ENTRIES SUPPLIED START

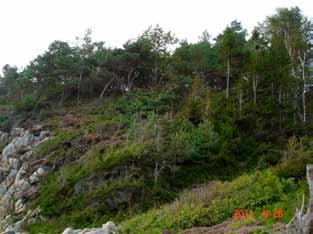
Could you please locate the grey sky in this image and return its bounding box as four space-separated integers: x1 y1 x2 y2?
0 0 312 70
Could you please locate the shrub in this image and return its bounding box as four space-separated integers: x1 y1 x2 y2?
36 130 81 158
180 77 212 124
84 142 146 173
275 137 313 179
119 170 298 234
115 90 177 115
14 95 38 112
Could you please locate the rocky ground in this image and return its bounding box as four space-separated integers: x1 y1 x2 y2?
0 126 286 234
0 124 119 234
61 222 116 234
0 110 289 234
0 126 51 233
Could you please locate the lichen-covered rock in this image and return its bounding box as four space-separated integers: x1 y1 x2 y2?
2 208 40 234
61 221 117 234
10 128 24 138
0 131 9 148
14 198 26 214
8 158 20 170
2 130 35 161
0 127 51 233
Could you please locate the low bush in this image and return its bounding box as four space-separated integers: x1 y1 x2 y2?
119 170 300 234
275 137 313 179
14 95 38 112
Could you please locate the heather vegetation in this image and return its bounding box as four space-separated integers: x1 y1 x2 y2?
0 6 312 234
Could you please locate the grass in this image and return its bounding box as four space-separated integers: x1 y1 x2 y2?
24 92 310 234
28 168 303 233
29 140 152 233
36 130 81 157
29 176 144 233
119 169 305 234
83 142 146 172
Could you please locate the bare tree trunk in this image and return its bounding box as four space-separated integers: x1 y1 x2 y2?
253 51 258 105
239 89 243 118
58 88 65 107
77 71 83 105
226 56 230 99
126 68 135 92
155 120 161 151
302 164 313 233
300 53 307 124
154 59 158 84
286 164 313 233
278 87 282 131
284 31 296 77
252 75 257 105
154 161 164 188
303 73 307 124
98 77 116 100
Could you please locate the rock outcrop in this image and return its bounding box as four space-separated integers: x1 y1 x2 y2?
61 221 117 234
0 126 118 234
0 127 51 233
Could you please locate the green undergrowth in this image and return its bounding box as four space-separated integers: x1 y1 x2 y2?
84 142 146 172
29 139 172 233
119 170 306 234
25 90 313 234
36 130 82 157
29 175 145 233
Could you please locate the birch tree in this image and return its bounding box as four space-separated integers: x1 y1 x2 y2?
216 20 246 99
267 7 313 123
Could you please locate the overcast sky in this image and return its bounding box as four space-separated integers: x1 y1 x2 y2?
0 0 312 70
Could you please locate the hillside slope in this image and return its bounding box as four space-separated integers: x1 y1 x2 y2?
0 91 310 234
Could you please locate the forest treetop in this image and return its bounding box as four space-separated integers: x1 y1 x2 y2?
0 6 312 126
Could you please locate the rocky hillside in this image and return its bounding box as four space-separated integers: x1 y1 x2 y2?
0 126 51 233
0 91 310 234
0 5 312 233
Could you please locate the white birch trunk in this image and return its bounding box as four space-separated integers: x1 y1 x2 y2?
252 75 257 105
300 53 307 123
226 56 230 99
286 165 313 233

ENTRIES SUPPLIED END

# WHAT THE TASK REQUIRES
Repeat the material above verbatim, with no pictures in the output.

# WRITTEN REPLY
Could you please locate the grey sky in this image and return its bounding box as four space-separated integers: x1 y1 x2 y2?
0 0 312 70
Could you please locate the shrub in this image and return its bounding box as four space-separated integers: x1 y1 x2 y2?
36 130 81 158
180 77 212 124
84 142 146 173
275 137 313 179
119 170 298 234
115 90 177 115
14 95 38 112
Could you please locate the rocky ground in this image and return its bounding box as four space-separated integers: x1 y1 x2 y2?
0 126 286 234
0 124 119 234
61 222 116 234
0 110 289 234
0 126 51 233
Could you please locate the lichen-covered rock in this image and return its bounding box as four space-separated integers: x1 y1 x2 y2?
2 208 40 234
61 221 117 234
10 128 24 138
0 131 9 148
14 198 26 214
8 158 20 170
2 130 35 161
0 127 51 233
Could you please locate the low bush in this image and return its bounding box as four space-separated integers: x1 y1 x2 y2?
119 170 300 234
275 137 313 179
14 95 38 112
Could you please locate the heather vegetation in this image and return its bounding box as four space-separated integers: x1 y1 x2 y2?
0 6 312 234
Could you please locate the grass in this image and return its bounding box as four space-separated integers: x1 y1 x2 y2?
24 92 310 234
28 168 303 233
29 140 152 233
36 130 81 157
29 176 144 233
119 169 305 234
83 142 146 172
Could you please locate the bare tree trunk in this image and return its bounding box as four space-separated integers: x1 y1 x2 y2?
253 51 258 105
239 89 243 118
58 88 65 107
77 71 83 105
226 56 230 99
126 68 135 92
155 120 161 151
302 164 313 233
300 53 307 124
154 59 158 84
286 164 313 233
278 87 282 131
284 31 296 77
252 75 257 105
154 161 164 188
303 73 307 124
98 77 116 100
Could you please locate the rock outcrop in this image and return its bounding box as four space-separated integers: x1 y1 x2 y2?
61 221 117 234
0 126 118 234
0 127 51 233
Could you please locate the green undergrowth in this image and return its bounding box as four space-separated integers: x1 y1 x2 y2?
84 142 146 172
29 139 172 233
119 170 306 234
25 90 313 234
36 130 82 157
29 175 145 233
Could you please locate the birch tree in this image and return its bounding box as four space-separated integers: x1 y1 x2 y2?
216 20 246 99
267 7 313 123
Could you please locate the overcast sky in this image and return its bounding box as four space-separated integers: x1 y1 x2 y2?
0 0 312 70
Could you please locate the hillside slope in this image and return its bounding box as four space-separated integers: x1 y1 x2 y2?
0 91 310 234
Could you please locate the forest treetop in this image and return its bounding box as four space-separated integers: x1 y1 x2 y2?
0 6 312 126
Could you please locate the rocky hillside in this image and return its bounding box as four space-separated integers: x1 y1 x2 y2?
0 126 51 233
0 91 310 234
0 5 312 233
Could you please locate the white birch trunk in this image and return its bounding box as four space-separated integers: x1 y1 x2 y2?
252 75 257 105
300 53 307 123
226 56 230 99
286 165 313 233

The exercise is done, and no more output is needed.